[Data lines]
▼▼▼

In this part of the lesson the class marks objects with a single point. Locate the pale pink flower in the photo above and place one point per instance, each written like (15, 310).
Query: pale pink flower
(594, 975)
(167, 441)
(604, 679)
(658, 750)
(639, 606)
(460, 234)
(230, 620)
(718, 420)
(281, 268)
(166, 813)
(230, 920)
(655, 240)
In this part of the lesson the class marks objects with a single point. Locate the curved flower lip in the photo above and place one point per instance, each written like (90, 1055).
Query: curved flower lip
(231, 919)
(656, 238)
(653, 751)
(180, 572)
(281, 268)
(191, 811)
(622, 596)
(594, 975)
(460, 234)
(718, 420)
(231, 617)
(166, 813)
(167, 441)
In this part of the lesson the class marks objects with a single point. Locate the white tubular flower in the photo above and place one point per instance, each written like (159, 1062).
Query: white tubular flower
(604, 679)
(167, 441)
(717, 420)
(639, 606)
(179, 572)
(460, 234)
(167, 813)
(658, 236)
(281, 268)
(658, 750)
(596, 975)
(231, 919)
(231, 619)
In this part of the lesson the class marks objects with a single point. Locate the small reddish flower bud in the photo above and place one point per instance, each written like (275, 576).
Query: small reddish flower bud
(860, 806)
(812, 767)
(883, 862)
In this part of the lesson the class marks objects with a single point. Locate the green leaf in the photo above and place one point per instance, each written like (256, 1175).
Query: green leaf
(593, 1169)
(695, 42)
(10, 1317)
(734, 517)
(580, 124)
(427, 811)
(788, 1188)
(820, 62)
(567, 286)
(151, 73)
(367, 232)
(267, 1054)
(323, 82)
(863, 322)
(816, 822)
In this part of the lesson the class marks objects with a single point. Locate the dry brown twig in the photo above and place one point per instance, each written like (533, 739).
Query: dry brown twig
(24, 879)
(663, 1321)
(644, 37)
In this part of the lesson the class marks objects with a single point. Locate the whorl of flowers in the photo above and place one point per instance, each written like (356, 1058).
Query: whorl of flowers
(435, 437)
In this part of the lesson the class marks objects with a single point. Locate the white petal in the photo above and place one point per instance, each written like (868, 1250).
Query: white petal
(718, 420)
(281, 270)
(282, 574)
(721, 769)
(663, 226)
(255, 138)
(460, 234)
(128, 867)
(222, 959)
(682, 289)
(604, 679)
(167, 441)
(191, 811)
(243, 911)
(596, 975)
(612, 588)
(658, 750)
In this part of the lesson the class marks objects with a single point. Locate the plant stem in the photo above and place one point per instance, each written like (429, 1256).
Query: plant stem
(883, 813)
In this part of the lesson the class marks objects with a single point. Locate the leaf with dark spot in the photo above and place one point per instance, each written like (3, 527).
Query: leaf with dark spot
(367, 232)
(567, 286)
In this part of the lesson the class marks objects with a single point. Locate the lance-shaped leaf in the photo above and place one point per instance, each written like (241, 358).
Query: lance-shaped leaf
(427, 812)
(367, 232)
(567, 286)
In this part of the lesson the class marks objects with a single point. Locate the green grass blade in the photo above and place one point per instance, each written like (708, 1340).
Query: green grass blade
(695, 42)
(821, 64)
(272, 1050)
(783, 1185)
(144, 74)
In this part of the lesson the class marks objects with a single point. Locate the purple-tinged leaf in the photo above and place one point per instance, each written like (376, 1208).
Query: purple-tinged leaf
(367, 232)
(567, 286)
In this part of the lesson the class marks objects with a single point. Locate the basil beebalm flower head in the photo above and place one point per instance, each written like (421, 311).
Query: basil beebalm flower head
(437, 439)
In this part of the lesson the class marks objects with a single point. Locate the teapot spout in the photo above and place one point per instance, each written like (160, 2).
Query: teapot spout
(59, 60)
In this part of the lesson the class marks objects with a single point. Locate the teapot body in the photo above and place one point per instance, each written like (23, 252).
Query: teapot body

▲▲▲

Put every line above into a Markdown table with the columns No. and Line text. Give each line its own numbered row and leave out blank lines.

| No. | Line text |
|---|---|
| 1 | In this part of the lesson the class marks objects with a single point. Locate the pale pink flower in the photo above and place one point per instance, each written like (15, 310). |
| 2 | Query: pale pink flower |
| 3 | (594, 975) |
| 4 | (167, 441) |
| 5 | (604, 679) |
| 6 | (658, 750) |
| 7 | (639, 606) |
| 8 | (460, 234) |
| 9 | (230, 620) |
| 10 | (718, 420) |
| 11 | (281, 268) |
| 12 | (166, 813) |
| 13 | (230, 920) |
| 14 | (655, 240) |
| 15 | In this part of the lesson the class marks objects with a single point. Locate the curved flower lip in the photo above and place one point per instance, each written like (90, 1055). |
| 16 | Query: curved flower lip |
| 17 | (231, 919) |
| 18 | (656, 238) |
| 19 | (653, 751) |
| 20 | (180, 572) |
| 21 | (281, 268) |
| 22 | (191, 811) |
| 23 | (622, 596) |
| 24 | (594, 975) |
| 25 | (460, 234) |
| 26 | (718, 420) |
| 27 | (231, 617) |
| 28 | (166, 813) |
| 29 | (167, 441) |
| 30 | In this part of the lesson the class marks objects with a single point. Locate the white tubular flower in the photo above and place one point per instance, each written like (159, 1062). |
| 31 | Query: white tubular flower |
| 32 | (604, 679) |
| 33 | (167, 441) |
| 34 | (717, 420) |
| 35 | (639, 606) |
| 36 | (179, 572) |
| 37 | (460, 234) |
| 38 | (167, 813) |
| 39 | (658, 236) |
| 40 | (281, 268) |
| 41 | (658, 750) |
| 42 | (596, 975) |
| 43 | (231, 919) |
| 44 | (231, 619) |
| 45 | In this part of the lesson the class marks objects with a single point. Locate the small reddish flower bud in the photo above and place one point per instance, each written like (275, 576). |
| 46 | Query: small reddish flower bud |
| 47 | (860, 806) |
| 48 | (812, 767) |
| 49 | (883, 862) |
| 50 | In this part of the lesson the class marks objects with a single point. Locate the green leaf in the photo above and place one point per instance, each written like (256, 1175). |
| 51 | Query: green leaf |
| 52 | (593, 1169) |
| 53 | (695, 42) |
| 54 | (10, 1317) |
| 55 | (734, 517) |
| 56 | (580, 124) |
| 57 | (427, 811) |
| 58 | (788, 1188) |
| 59 | (820, 62) |
| 60 | (567, 286) |
| 61 | (151, 73) |
| 62 | (367, 232) |
| 63 | (267, 1054) |
| 64 | (323, 82) |
| 65 | (863, 322) |
| 66 | (816, 822) |
| 67 | In this part of the lesson the class marks objects with a single point. Locate the dry brown twig in the photo above and place one point per instance, each written like (533, 739). |
| 68 | Query: dry brown twig |
| 69 | (24, 879) |
| 70 | (663, 1321) |
| 71 | (644, 37) |
| 72 | In this part of the lesson the class marks objects with a single point. Locate the whorl of flowers in the photo above and place one point per instance, each written like (356, 1058). |
| 73 | Query: whorl of flowers |
| 74 | (435, 437) |
| 75 | In this part of the lesson the class marks objects with a single point. Locate the white petal in the photo above and place one point per instance, each written like (868, 1250). |
| 76 | Query: white petal |
| 77 | (718, 420) |
| 78 | (281, 270) |
| 79 | (282, 574) |
| 80 | (721, 769) |
| 81 | (663, 226) |
| 82 | (255, 138) |
| 83 | (460, 234) |
| 84 | (128, 867) |
| 85 | (222, 959) |
| 86 | (682, 289) |
| 87 | (604, 679) |
| 88 | (167, 441) |
| 89 | (191, 811) |
| 90 | (243, 911) |
| 91 | (596, 975) |
| 92 | (612, 588) |
| 93 | (658, 750) |
| 94 | In this part of the lesson the class marks objects with a single point. Locate the plant stem in the photo above and place one point per instance, each written like (429, 1256). |
| 95 | Query: plant stem |
| 96 | (883, 813) |
| 97 | In this part of the lesson the class marks objects with a single point. Locate the leaf with dark spot in the photo above and place one point per instance, each written like (3, 527). |
| 98 | Query: leaf with dark spot |
| 99 | (367, 232) |
| 100 | (567, 286) |
| 101 | In this part of the lesson the class marks objects with a single point. Locate the lance-shaped leaf in the photo above and place one point per instance, each written like (241, 358). |
| 102 | Query: lance-shaped leaf |
| 103 | (427, 812) |
| 104 | (367, 232) |
| 105 | (567, 286) |
| 106 | In this part of the lesson the class marks objects with a single point. Locate the green grass blade in the photo above and place one point per instance, each written like (708, 1340). |
| 107 | Query: green grass blade |
| 108 | (695, 42) |
| 109 | (821, 64) |
| 110 | (272, 1050) |
| 111 | (783, 1185) |
| 112 | (144, 74) |
| 113 | In this part of the lesson the class marks objects with a single point. Locate the purple-tinged leaf in the photo above and place one point per instance, each written like (376, 1208). |
| 114 | Query: purple-tinged leaf |
| 115 | (367, 232) |
| 116 | (567, 286) |
| 117 | In this part of the lesson the class marks objects with a single point. Locate the basil beebalm flower head in the photo above and place one point per instance, each written like (421, 311). |
| 118 | Query: basil beebalm flower head |
| 119 | (437, 439) |
| 120 | In this part of the lesson the class marks objects with a single point. Locate the teapot spout in the photo above and place one point per instance, each written like (160, 2). |
| 121 | Query: teapot spout |
| 122 | (59, 60) |
| 123 | In this part of the lesson the class marks objects with a single point. Locate the teapot body in the photo above and place one point per instance, each written like (23, 252). |
| 124 | Query: teapot body |